» BRIEF 1
In the reply to Ludlow on indexicals, what does the quoted passage say the sense contents are still needed for?

═══ GIVEN TEXT ═══

The author's response to Peter Ludlow´s contribution to the special issue on The Indexical Point of View.

Keywords:
Indexicals

*In what follows I have copied the relevant passages from Ludlow’s review of my followed by my (indented) reply to each passage separately.*

The first concern revolves around the idea that an object o is deployed to bind the different expressions of sense. One can see the position potentially collapsing into a direct reference theory of some form. That is, if what holds everything together is the object under discussion, why not use that object as the interperspectival content and forget about the sense content? The answer to that objection is that we still need the sense contents for all the usual reasons - explaining actions and emotions, etc - so we need sense contents. We just need to tie expressions of sense content together somehow, and the object under discussion is the way to do that. We will come back to this.

REPLY:

In discussing the well-known ‘pants on fire’ case Kaplan has noticed that thinking the same Russellian content as our subject-matter content according to a direct reference theory is not sufficient for belief retention. In agreement with this, I have argued that the internal continuity in the subject’s belief needs to be accounted for in terms of the claim that can be extracted from Frege’s “yesterday/today” passage: that representing a certain day as the same from one occasion to the next is to think of it via the same sense, i.e. under the same mode of presentation, which makes the thought of which it is a constituent the bearer of cognitive significance. Cognitive significance is of a piece with the internal continuity of the subject’s belief, and we need to deal with it in accounting for belief retention. In making these claims, I hoped to have made it impossible for my theory to collapse into a direct reference theory, but, of course, I may be wrong.

The second issue is whether this view doesn’t turn the whole “sense determines reference” dictum on its head. It seems we need a prior grasp of our reference to o before we can construct the theory of sense for thoughts about o. This is because the only thing we have to glue expressions of sense content together is the unquestioned identity of the object under discussion. That isn’t really fatal, but it does seem to be giving up a part of the Fregean project.

═══ DATASET ENTRIES ═══

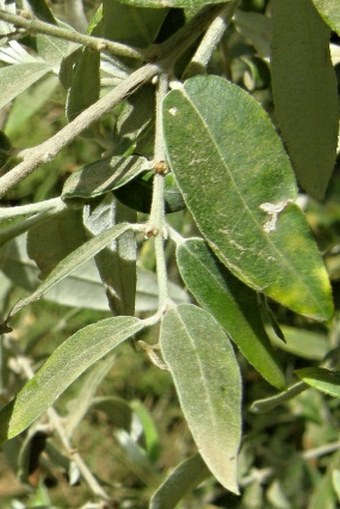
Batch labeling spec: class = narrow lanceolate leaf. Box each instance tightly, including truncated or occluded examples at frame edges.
[313,0,340,35]
[113,0,225,9]
[66,48,100,121]
[62,156,149,200]
[164,76,333,320]
[272,0,340,199]
[150,454,210,509]
[0,316,144,441]
[7,223,130,320]
[160,304,241,493]
[295,368,340,398]
[177,239,285,389]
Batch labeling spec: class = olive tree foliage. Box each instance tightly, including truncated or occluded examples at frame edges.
[0,0,340,509]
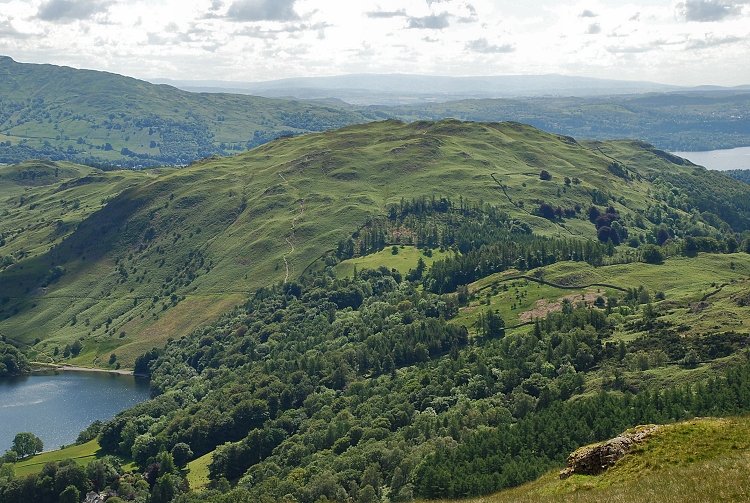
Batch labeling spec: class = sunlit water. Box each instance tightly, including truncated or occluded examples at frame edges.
[673,147,750,171]
[0,372,149,454]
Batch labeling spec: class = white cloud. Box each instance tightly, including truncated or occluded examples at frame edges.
[0,0,750,85]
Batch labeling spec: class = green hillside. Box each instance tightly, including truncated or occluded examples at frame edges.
[426,416,750,503]
[0,120,750,503]
[0,121,750,366]
[0,56,366,166]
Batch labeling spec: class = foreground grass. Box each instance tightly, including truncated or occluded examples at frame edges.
[426,417,750,503]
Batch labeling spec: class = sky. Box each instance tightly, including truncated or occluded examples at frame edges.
[0,0,750,86]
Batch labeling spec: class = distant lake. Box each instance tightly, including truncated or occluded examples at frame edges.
[672,147,750,171]
[0,372,149,454]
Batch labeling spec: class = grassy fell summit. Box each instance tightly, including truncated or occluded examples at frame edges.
[0,120,750,367]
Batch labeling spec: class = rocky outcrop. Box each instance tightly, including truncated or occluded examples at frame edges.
[560,424,659,479]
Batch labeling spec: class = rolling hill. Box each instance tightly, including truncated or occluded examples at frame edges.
[428,416,750,503]
[0,57,750,168]
[0,56,368,167]
[0,120,750,367]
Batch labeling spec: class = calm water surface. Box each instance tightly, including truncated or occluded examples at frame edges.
[673,147,750,170]
[0,372,149,453]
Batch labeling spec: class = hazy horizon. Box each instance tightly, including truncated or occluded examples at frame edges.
[0,0,750,87]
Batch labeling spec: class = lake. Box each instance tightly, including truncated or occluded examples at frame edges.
[0,372,149,454]
[672,147,750,171]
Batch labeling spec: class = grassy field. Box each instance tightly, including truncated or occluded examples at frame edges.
[0,120,750,368]
[455,253,750,338]
[13,440,100,476]
[426,417,750,503]
[333,246,451,278]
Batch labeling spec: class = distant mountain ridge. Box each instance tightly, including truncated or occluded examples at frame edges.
[0,57,750,168]
[153,74,683,106]
[0,57,369,167]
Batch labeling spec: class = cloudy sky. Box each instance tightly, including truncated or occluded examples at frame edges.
[0,0,750,85]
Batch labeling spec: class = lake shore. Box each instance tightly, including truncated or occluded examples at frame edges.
[31,362,140,377]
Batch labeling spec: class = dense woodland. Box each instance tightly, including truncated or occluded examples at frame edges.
[0,193,750,503]
[0,341,31,377]
[0,109,750,503]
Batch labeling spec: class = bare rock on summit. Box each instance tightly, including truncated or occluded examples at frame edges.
[560,424,659,479]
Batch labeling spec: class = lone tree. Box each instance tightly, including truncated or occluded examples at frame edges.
[12,432,44,458]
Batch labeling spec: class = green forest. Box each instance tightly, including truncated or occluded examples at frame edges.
[0,120,750,503]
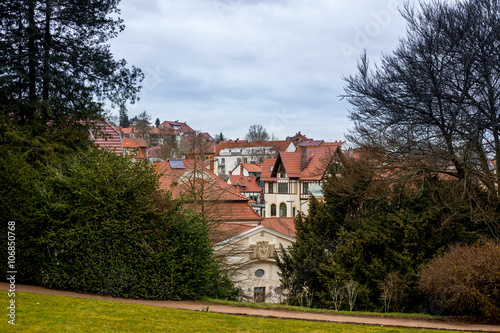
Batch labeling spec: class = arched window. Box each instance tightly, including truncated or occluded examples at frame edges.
[280,202,286,217]
[271,204,276,216]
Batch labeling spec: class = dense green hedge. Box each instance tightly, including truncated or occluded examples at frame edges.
[0,120,237,299]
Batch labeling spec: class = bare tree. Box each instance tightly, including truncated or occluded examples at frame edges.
[345,280,359,311]
[245,125,270,142]
[328,281,346,311]
[343,0,500,239]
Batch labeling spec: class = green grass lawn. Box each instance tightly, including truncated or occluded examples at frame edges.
[0,291,468,333]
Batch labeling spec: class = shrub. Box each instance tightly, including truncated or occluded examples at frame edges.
[420,241,500,320]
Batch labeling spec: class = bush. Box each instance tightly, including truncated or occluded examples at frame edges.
[0,144,238,299]
[420,241,500,320]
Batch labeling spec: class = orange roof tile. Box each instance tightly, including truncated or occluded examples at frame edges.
[90,120,123,156]
[122,138,148,148]
[158,121,196,134]
[260,217,297,237]
[229,175,262,193]
[157,160,261,221]
[261,143,341,181]
[241,163,262,172]
[215,140,292,155]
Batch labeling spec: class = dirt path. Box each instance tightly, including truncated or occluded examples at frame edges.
[0,282,500,332]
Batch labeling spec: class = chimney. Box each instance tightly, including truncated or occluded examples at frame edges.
[300,146,307,171]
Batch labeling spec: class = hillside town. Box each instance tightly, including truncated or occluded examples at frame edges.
[94,117,353,303]
[0,0,500,326]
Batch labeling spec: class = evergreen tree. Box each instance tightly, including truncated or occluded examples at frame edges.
[120,108,130,128]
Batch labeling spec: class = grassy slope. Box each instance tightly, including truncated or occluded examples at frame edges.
[0,291,468,333]
[205,298,446,320]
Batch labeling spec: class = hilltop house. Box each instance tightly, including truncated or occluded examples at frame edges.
[89,120,124,156]
[215,140,295,175]
[122,138,148,162]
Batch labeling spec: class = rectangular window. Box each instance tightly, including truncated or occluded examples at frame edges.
[302,183,309,194]
[278,183,288,194]
[253,287,266,303]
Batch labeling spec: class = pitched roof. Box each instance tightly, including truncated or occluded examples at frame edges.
[297,140,324,147]
[89,120,123,156]
[241,163,262,172]
[157,159,262,223]
[229,175,262,193]
[260,158,276,180]
[120,127,135,134]
[122,138,148,148]
[261,143,341,181]
[215,140,292,155]
[260,217,297,237]
[158,121,196,134]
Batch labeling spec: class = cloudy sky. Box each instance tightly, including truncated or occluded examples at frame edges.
[111,0,405,141]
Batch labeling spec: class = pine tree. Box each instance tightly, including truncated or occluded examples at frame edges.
[0,0,143,122]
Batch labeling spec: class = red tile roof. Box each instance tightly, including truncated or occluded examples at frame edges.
[157,160,262,223]
[241,163,262,172]
[261,143,342,181]
[215,140,292,155]
[122,138,148,148]
[90,121,123,156]
[298,140,324,147]
[260,217,297,237]
[158,121,196,135]
[120,127,135,134]
[229,175,262,193]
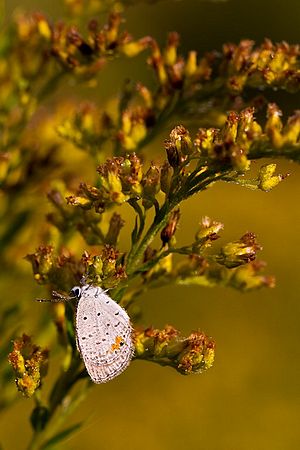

═══

» BRIEF 2
Copy out the lines of the box-labeled listing that start at the line containing "Batch labeling spec: class = hilltop" and end at the line containing "[253,287,266,303]".

» COMPLETE OUTPUT 1
Sense contents are still needed for all the usual reasons, such as explaining actions and emotions.

» COMPLETE OUTPUT 2
Batch labeling spec: class = hilltop house. Box each instance tightly, including truncated or occluded examples at frame edges.
[89,120,124,156]
[215,140,295,175]
[122,138,148,162]
Batch labeling spec: class = rectangular window. Box each instance tightly, including truncated or occluded examples at frame edges.
[302,183,309,194]
[278,183,288,194]
[253,287,266,303]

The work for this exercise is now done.